(Extracted records)
*-*-*

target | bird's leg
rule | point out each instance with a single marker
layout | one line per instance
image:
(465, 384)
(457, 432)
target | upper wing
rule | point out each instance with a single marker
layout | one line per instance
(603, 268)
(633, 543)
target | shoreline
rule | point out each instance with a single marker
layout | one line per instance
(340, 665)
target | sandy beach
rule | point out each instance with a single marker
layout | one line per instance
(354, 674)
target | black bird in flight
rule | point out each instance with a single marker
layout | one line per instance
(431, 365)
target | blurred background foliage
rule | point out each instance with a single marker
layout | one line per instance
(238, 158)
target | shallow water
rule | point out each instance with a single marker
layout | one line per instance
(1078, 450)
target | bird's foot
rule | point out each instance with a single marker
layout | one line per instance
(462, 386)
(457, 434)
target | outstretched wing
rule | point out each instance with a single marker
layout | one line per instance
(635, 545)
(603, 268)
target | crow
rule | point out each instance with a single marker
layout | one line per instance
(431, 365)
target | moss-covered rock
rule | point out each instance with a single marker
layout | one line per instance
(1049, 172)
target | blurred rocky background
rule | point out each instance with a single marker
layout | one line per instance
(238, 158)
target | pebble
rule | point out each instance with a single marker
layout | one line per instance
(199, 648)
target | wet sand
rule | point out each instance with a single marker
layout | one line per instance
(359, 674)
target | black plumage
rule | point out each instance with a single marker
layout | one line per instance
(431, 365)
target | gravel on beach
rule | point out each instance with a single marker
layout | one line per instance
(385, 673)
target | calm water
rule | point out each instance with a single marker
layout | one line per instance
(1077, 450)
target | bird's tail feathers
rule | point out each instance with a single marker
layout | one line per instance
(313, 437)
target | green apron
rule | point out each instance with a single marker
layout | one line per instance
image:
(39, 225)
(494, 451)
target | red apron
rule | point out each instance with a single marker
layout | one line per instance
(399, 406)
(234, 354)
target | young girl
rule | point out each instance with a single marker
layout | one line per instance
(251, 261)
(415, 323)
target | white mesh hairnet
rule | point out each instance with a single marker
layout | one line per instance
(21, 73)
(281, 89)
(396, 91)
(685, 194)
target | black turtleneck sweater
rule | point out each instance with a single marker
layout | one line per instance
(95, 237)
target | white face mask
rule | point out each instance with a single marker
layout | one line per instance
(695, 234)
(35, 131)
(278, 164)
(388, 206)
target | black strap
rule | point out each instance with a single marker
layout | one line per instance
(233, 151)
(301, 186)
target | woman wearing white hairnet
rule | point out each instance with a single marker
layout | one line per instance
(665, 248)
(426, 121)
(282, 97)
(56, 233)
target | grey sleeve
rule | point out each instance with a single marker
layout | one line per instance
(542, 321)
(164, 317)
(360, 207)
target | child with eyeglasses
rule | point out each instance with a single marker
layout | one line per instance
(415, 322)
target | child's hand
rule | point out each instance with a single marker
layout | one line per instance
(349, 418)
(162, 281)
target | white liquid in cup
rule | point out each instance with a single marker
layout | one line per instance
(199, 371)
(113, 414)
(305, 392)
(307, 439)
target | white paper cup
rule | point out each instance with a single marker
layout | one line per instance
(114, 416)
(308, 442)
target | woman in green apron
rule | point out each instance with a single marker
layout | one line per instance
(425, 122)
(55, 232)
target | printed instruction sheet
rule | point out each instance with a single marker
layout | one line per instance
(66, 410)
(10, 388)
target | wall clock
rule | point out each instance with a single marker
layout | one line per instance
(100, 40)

*-*-*

Exercise description
Reproduce every line of the material above without any changes.

Response to this exercise
target | bird's leg
rule | point out each instance with a single marker
layout | one line per instance
image:
(465, 384)
(457, 432)
target | upper wing
rule | point out each instance with a single marker
layout | one line per instance
(603, 268)
(633, 543)
target | shoreline
rule | point out each instance with a single marker
layout | one line per instance
(340, 665)
target | sandy beach
rule | point out each instance with a single marker
layout | one line per instance
(354, 674)
target | black bird in flight
rule | point out each instance with a single marker
layout | one line per instance
(431, 365)
target | blurred background foliage
rule | point out each instance with a single marker
layout | one line per instance
(238, 158)
target | shallow water
rule | point out each instance with a single marker
layout | one line per instance
(1078, 450)
target | bird's foot
rule | point out each instance with a single marker
layout | one line per instance
(462, 386)
(457, 434)
target | outstretched wing
rule | point out each instance with a single marker
layout | one line per instance
(635, 545)
(603, 268)
target | crow
rule | point out each instance with a single marker
layout | one line per instance
(431, 365)
target | moss-covered rock
rule | point out each instance with a single marker
layout | one line per instance
(1049, 172)
target | blurred rocky background
rule | point out each instance with a single marker
layout | one line per instance
(238, 158)
target | pebble
rule | point out each instance with a single marker
layout | one line per instance
(199, 648)
target | wet sand
rule | point out each instance with a single marker
layout | one line per instance
(359, 674)
target | black plumage
rule | point out each instance with a single marker
layout | one line per instance
(431, 365)
target | gravel on beach
rule | point out each instance with a single marker
layout | one line per instance
(385, 673)
target | calm water
rule | point out each instance with a single marker
layout | one line per instance
(1077, 450)
target | bird's tail feathers
rule | point out each instance with a single marker
layout | one line per instance
(313, 437)
target | green apron
rule | point out each instance with a single marker
layout | one line per instance
image:
(39, 225)
(494, 451)
target | red apron
rule | point out each instance with a single marker
layout | one line per instance
(399, 406)
(234, 354)
target | young girl
rule | point out each instance with a single marker
layout | one line per instance
(251, 261)
(415, 323)
target | white mesh hairnet
rule | point out each instance with a single marker
layout | one line per instance
(21, 73)
(281, 89)
(396, 91)
(685, 194)
target | black turtleneck sweater
rule | point out each instance with a single marker
layout | one line per instance
(95, 237)
target | white face mask
rule | point out each instance with a single marker
layout | one line per instance
(695, 234)
(35, 131)
(278, 164)
(388, 206)
target | black strap
rule | point out each instance with a single marker
layout | one line per instance
(233, 151)
(301, 186)
target | woman wearing white hairnet
rule | point out each instance with a single marker
layout | one line per instance
(665, 248)
(426, 121)
(282, 97)
(56, 233)
target | grey sleeve
rule | point out each instance with a single marker
layout | one line per instance
(542, 321)
(164, 317)
(360, 207)
target | child with eyeglasses
rule | point out each instance with a single marker
layout | one line per instance
(415, 322)
target | child's hand
rule | point out each instance with a single marker
layout | one line per instance
(349, 418)
(162, 281)
target | white liquid in cup
rule | point out each instance with a single marker
layout | one line per instance
(199, 371)
(113, 414)
(305, 392)
(307, 439)
target | white paper cup
rule | point out each instance with a single marker
layout | one line per instance
(114, 416)
(308, 442)
target | woman in green apron
rule | point out each instance with a single marker
layout | one line per instance
(425, 122)
(55, 232)
target | printed instruction sheet
rule | point out each instance with a single marker
layout | one line per instance
(66, 410)
(10, 388)
target | wall clock
rule | point out each instance with a single marker
layout | one line per instance
(100, 40)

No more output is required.